What is required -
Please write out the part of the misclassification text starting with the words "Many frequentist methods" and stopping after "internal validation data).", word for word.

Source document -
--- --- ---

In the context of binary regression models for cross-sectional studies, ignoring misclassification errors can produce biased covariate effect estimates (Neuhaus, 1999; McInturff et al., 2004; Meyer and Mittag, 2017; Savoca, 2011; Carroll et al., 2006). McInturff et al. (2004) also noted in their example that some variables that were significant if misclassification was accounted for were not significant if misclassification was ignored.
Many frequentist methods have been developed to handle the problem of logistic regression with outcome misclassification. These methods generally consider a validation subsample (Lyles et al., 2011; Carroll et al., 2006; Meyer and Mittag, 2017). Magder and Hughes (1997) derived maximum likelihood estimators (MLEs) using an EM algorithm. Roy et al. (2005) also considered maximum likelihood estimation, but allowed for measurement error in the covariates. Semiparametric MLEs were proposed by Cheng and Hsueh (2003) for handling differential (covariate-dependent) misclassification and by Cheng and Chen (2006) for case-control data. Edwards et al. (2013) presented an alternative approach, using missing data methods (multiple imputation with internal validation data).

--- --- ---

Data for analysis -
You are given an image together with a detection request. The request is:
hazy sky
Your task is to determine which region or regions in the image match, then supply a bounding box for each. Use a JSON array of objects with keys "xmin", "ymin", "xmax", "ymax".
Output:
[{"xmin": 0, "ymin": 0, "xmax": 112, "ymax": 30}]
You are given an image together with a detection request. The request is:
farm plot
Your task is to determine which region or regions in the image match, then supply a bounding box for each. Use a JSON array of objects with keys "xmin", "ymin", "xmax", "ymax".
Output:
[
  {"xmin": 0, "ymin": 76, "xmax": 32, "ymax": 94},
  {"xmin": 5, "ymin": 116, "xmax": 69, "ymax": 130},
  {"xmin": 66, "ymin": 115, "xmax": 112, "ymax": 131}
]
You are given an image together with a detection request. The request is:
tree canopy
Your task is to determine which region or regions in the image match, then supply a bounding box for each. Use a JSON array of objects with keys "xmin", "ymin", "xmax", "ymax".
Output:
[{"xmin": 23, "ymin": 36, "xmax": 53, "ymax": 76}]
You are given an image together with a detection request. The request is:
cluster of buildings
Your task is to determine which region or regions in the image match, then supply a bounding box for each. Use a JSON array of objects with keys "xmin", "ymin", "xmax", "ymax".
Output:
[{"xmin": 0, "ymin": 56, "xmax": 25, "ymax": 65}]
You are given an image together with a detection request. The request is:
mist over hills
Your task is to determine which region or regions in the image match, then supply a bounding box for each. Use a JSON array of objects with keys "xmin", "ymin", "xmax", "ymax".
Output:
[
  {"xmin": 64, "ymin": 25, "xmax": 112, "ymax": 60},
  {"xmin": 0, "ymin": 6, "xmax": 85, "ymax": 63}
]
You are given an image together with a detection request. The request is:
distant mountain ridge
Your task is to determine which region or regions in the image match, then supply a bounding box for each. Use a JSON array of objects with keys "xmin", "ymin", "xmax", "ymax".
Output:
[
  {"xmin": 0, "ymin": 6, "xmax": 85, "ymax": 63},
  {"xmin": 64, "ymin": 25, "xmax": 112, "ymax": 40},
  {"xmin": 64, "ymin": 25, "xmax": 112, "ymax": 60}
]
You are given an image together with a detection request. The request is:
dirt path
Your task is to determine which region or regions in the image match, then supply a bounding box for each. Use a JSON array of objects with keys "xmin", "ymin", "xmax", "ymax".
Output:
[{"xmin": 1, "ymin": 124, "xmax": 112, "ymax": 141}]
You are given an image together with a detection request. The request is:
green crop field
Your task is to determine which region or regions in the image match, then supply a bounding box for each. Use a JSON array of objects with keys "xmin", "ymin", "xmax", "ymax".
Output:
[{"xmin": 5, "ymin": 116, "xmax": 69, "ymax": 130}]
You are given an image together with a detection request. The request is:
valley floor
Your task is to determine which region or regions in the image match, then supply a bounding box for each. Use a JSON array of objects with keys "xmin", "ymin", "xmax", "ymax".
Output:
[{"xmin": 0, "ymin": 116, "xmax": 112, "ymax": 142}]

--- --- ---

Answer section -
Many frequentist methods have been developed to handle the problem of logistic regression with outcome misclassification. These methods generally consider a validation subsample (Lyles et al., 2011; Carroll et al., 2006; Meyer and Mittag, 2017). Magder and Hughes (1997) derived maximum likelihood estimators (MLEs) using an EM algorithm. Roy et al. (2005) also considered maximum likelihood estimation, but allowed for measurement error in the covariates. Semiparametric MLEs were proposed by Cheng and Hsueh (2003) for handling differential (covariate-dependent) misclassification and by Cheng and Chen (2006) for case-control data. Edwards et al. (2013) presented an alternative approach, using missing data methods (multiple imputation with internal validation data).